The Winner is: Heated Rivalries For Olympic Gold And Romance Fiction
The NHL playoffs are set to start next week, and for Canadian fans there are three— country ‘em— three home teams with a shot. Montreal and Ottawa will try their luck at ending the 23-year Stanley Cup drought in the tough Eastern Conference while Connor McJesus will look to slingshot Edmonton into the final in the weaker Western Conference again.
Considering that the Oilers would not have qualified in the East and that Ottawa only just crept into the posteseason any real hopes for a Canadian Cup lie with the Canadiens. (They’ll have to overcome the Carney Curse after letting the PM photo-bomb their dressing room.)
When all is said and done— and when the venerable Scott Oake signs off from HNiC— the season will probably be known for two bigger stories than just another Stanley Cup. Foremost was the underdog U.S. men’s team getting the game of a lifetime from goalie Connor Hellybuyck as they won the Olympic gold in February. “Do You Believe In Three On Three?”

Dataset entries:
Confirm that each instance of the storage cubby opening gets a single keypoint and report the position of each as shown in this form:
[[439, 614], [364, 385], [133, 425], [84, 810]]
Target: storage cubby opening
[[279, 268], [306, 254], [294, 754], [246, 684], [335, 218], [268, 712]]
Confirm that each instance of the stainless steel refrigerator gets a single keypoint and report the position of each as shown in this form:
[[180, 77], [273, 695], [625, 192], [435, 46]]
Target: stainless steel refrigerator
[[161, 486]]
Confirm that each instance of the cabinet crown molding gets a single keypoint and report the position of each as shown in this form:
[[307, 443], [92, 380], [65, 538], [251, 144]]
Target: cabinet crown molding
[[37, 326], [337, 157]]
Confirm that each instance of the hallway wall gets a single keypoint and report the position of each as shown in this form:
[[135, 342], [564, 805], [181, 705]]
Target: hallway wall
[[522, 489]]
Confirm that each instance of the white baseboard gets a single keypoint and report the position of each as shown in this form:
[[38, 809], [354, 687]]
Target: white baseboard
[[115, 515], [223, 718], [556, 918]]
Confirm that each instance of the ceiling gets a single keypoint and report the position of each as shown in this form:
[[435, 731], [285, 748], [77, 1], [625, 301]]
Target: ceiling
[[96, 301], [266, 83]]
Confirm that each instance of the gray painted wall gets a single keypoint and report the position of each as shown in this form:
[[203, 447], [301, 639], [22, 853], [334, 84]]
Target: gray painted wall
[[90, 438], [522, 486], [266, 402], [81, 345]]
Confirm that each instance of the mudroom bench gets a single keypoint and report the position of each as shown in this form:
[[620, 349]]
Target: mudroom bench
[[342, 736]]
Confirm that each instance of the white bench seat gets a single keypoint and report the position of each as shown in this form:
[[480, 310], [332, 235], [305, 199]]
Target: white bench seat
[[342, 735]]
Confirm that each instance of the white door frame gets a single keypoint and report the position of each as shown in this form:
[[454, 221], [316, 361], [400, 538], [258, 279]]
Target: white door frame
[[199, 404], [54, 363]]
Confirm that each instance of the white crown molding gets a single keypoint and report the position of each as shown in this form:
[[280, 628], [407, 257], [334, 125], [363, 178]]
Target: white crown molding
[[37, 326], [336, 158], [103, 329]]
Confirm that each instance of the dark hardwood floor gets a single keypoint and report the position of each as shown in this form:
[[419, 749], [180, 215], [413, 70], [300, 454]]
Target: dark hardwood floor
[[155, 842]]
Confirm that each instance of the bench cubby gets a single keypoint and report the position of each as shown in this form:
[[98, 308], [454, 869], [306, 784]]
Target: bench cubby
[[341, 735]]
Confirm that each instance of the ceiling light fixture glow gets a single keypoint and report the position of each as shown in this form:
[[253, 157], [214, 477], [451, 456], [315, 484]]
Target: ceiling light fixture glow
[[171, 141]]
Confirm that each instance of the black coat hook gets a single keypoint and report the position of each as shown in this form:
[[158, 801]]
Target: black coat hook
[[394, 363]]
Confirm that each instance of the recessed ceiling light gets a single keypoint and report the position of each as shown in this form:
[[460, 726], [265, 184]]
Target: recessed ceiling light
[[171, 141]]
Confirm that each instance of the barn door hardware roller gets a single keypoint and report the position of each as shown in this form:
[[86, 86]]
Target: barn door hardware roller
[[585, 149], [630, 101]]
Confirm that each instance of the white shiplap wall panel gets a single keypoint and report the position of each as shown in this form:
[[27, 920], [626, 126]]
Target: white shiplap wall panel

Tasks:
1: Rewrite the records from their beginning through the line containing "[[37, 326], [337, 157]]", substituting "kitchen refrigerator" for "stainless steel refrigerator" and leaving everything else unchanged.
2: Continue the article on the NHL season and the Olympic hockey gold from the point at which it stops.

Per-task outputs:
1:
Confirm that each instance of the storage cubby opening gets a single keypoint and report the position of each as shown in this form:
[[439, 614], [364, 385], [133, 425], [84, 810]]
Target: storage cubby opening
[[279, 268], [306, 254], [294, 754], [246, 684], [335, 218], [268, 712]]
Confirm that each instance of the kitchen refrigerator gets a single keypoint and report the position of each as shown in this form:
[[180, 77], [273, 695], [625, 192], [435, 46]]
Target: kitchen refrigerator
[[161, 486]]
Confirm that each instance of the cabinet crown molding gets a single keypoint and report the position of each as shown in this form:
[[307, 443], [92, 380], [65, 538], [251, 144]]
Target: cabinet crown molding
[[37, 326], [337, 157]]

2:
The heart-stopping hockey made the game a thing in America, a banner story. Needless to say politics also piggy-backed on the win with president Trump supposedly insulting the U.S. women’s gold medalists by mentioning them as an add-on during a raucous dressing-room celebration. The players, too, were excoriated by the Trump Derangement banshees of correctness for visiting the White House. But not for showing up on SNL.
As we wrote March 2, the hysteria peaked in Ottawa (where else) when Trump was made the story. “Or so you’d think from some woman TSN reporter in Ottawa asking Senators captain Brady Tkachuk about Trump’s offhand reference to being impeached if her didn’t invite the women’s team. “I know you supported the women’s team — I saw you watching their semifinal. Would you understand how they could feel pretty put down by that moment?
When Tkachuk responded “I have no other comments than for the things that we control, and that was that we supported them and they supported us. You can’t control what other people say — that’s just life.” the reporter continued “Why would you laugh when they got invited?” Inanity.
As we reported breathlessly on Dec. 22 in Brokeback Zamboni, the other milepost hockey story was “hockey romance fiction. Bodice rippers such as Wicked Games, bestselling author Maureen Smith’s “sizzling new interracial romance series featuring four sexy-as-sin hockey players who lose their hearts on the road to winning the Stanley Cup…” Don’t worry, there’s many more where that came from.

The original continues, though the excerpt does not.